TASK => The expected answer is all of the entries, written out exactly.

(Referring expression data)

□ □ □ □

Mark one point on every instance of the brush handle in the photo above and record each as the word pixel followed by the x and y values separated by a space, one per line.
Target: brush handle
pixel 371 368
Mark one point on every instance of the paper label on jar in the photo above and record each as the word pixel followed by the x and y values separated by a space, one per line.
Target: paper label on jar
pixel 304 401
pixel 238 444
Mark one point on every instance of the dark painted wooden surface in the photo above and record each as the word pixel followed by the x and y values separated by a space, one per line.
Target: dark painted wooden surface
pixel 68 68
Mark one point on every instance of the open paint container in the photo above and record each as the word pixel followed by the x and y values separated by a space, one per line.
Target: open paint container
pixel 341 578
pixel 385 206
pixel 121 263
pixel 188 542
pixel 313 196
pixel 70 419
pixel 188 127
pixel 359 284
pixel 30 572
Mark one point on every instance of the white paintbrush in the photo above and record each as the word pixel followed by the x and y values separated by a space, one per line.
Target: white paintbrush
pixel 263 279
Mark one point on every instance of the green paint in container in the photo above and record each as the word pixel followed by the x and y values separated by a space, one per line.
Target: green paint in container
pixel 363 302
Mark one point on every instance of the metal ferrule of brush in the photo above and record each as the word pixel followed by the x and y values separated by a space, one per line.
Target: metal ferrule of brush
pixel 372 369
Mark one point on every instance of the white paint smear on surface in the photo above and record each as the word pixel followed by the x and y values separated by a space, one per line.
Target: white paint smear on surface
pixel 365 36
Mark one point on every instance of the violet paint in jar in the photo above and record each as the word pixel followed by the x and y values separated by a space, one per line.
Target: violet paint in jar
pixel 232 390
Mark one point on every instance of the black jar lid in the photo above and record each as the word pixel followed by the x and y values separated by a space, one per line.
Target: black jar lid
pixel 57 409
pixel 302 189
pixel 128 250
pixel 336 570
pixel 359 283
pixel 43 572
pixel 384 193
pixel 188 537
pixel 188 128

□ □ □ □

WRITTEN ANSWER =>
Mark one point on every instance of the brush handle in the photo above and record each as the word pixel followed by the x and y values separated by a space, one per line.
Target: brush handle
pixel 371 368
Mark one point on every instance of the paper label on jar in the photo above and record each as the word pixel followed by the x and y values separated by a space, one per line.
Target: paper label on jar
pixel 304 401
pixel 238 444
Mark one point on every instance of the dark painted wooden surface in the photo above and record each as the word pixel followed by the x and y values separated by a space, one per line.
Target: dark painted wooden surface
pixel 68 68
Mark one point on every instance of the open paint container in the photo above and record each as the word pixel followed by the x and y values separated by a space, one per line.
Target: open paint container
pixel 341 578
pixel 385 206
pixel 121 263
pixel 188 542
pixel 313 196
pixel 70 419
pixel 188 127
pixel 359 284
pixel 30 572
Mark one point on every instance of the white paintbrush in the photo above and record each as the word pixel followed by the x and y values separated by a space, one per line.
Target: white paintbrush
pixel 263 279
Mark one point on every instance of the green paint in container in the photo above and record each as the word pixel followed by the x and y values separated by a space, one per line.
Target: green paint in container
pixel 363 302
Mark one point on every instance of the metal ferrule of brush in the photo above and record each as the word pixel followed by the x and y values separated by a space, one per line.
Target: metal ferrule of brush
pixel 372 369
Mark one point on every instance of the white paint smear on surface in the photo above and record each as the word pixel followed by the x and y values separated by a space, one per line.
Target: white paint smear on surface
pixel 365 36
Mark one point on every instance of the violet paint in jar in the photo above and record each as the word pixel followed by the x and y values separated by a space, one per line.
Target: violet paint in jar
pixel 232 390
Mark one point on every instance of the black jar lid in the photo above and record each as the word pixel followed by the x and y values separated by a space, one per line.
Target: black jar lid
pixel 57 409
pixel 302 189
pixel 128 250
pixel 336 570
pixel 359 283
pixel 43 572
pixel 384 193
pixel 188 537
pixel 188 128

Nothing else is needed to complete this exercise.